§ **What you have to do**
Word for word, write out the entries that follow, omitting all pictures.

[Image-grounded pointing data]
# # # # # # #

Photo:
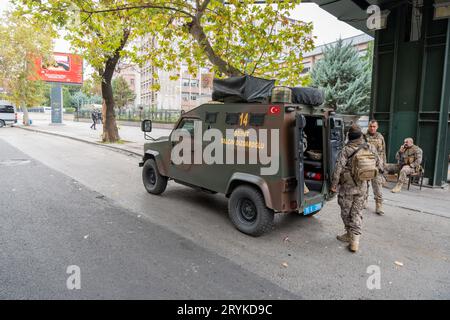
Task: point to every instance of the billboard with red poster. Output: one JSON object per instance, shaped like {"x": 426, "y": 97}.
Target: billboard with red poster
{"x": 64, "y": 68}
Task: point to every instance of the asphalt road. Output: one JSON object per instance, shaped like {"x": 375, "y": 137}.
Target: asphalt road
{"x": 300, "y": 256}
{"x": 49, "y": 222}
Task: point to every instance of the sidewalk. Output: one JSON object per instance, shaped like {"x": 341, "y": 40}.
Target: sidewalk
{"x": 429, "y": 201}
{"x": 132, "y": 136}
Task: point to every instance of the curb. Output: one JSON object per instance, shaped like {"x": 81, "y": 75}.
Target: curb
{"x": 113, "y": 148}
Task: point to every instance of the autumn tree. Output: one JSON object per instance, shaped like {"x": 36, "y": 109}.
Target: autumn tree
{"x": 234, "y": 37}
{"x": 345, "y": 77}
{"x": 23, "y": 40}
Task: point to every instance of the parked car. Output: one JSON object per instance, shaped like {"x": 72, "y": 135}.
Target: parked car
{"x": 8, "y": 114}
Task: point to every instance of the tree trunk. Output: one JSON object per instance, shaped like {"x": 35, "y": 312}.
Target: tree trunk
{"x": 26, "y": 116}
{"x": 110, "y": 131}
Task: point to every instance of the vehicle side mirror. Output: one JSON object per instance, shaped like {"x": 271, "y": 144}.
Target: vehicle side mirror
{"x": 146, "y": 126}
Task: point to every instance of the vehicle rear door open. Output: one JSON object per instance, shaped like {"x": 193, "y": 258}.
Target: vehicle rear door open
{"x": 300, "y": 123}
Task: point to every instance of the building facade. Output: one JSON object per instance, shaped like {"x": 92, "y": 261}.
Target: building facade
{"x": 132, "y": 75}
{"x": 360, "y": 42}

# # # # # # #

§ **Response**
Photo:
Task: point to every instance of the billboard with red poster. Output: one JSON object per instance, shaped like {"x": 426, "y": 97}.
Target: billboard with red poster
{"x": 64, "y": 68}
Task: point to every instance of the asphalt road. Output: one JSON object per instance, shaped like {"x": 375, "y": 137}.
Target: asphalt road
{"x": 300, "y": 256}
{"x": 49, "y": 222}
Task: point to every instance of the sidewalk. Output: one JSON object per instance, shaped like {"x": 341, "y": 40}.
Target: sidewalk
{"x": 429, "y": 201}
{"x": 132, "y": 136}
Task: point to every instance of the curb. Output: one JSON object per instance, shaped like {"x": 81, "y": 75}.
Target: curb
{"x": 113, "y": 148}
Task: point to every instance of the autumn tree. Output: one JSON object per instance, shaped like {"x": 36, "y": 109}.
Target: autumn tree
{"x": 234, "y": 37}
{"x": 345, "y": 77}
{"x": 23, "y": 40}
Task: point to every instance of the parked car. Output: one JSON object per instance, shaped like {"x": 72, "y": 135}.
Target: parked car
{"x": 8, "y": 114}
Task: point to every instance of the tree trunk. Output: one JSON object per instance, shaped like {"x": 35, "y": 312}.
Target: tree trunk
{"x": 26, "y": 116}
{"x": 110, "y": 131}
Task: point to every instance of the vehicle side mirror. Output: one JSON object per instance, shaped like {"x": 271, "y": 144}.
Target: vehicle side mirror
{"x": 146, "y": 126}
Task: point to every instance of the vehicle rear door open. Output: one JSON object per instance, shaped like {"x": 193, "y": 258}.
Target: vehicle rear door open
{"x": 300, "y": 123}
Task: point to every instance of the building facade. Output: one JSON object per instance, shaped like {"x": 92, "y": 261}.
Target: building facade
{"x": 132, "y": 75}
{"x": 360, "y": 42}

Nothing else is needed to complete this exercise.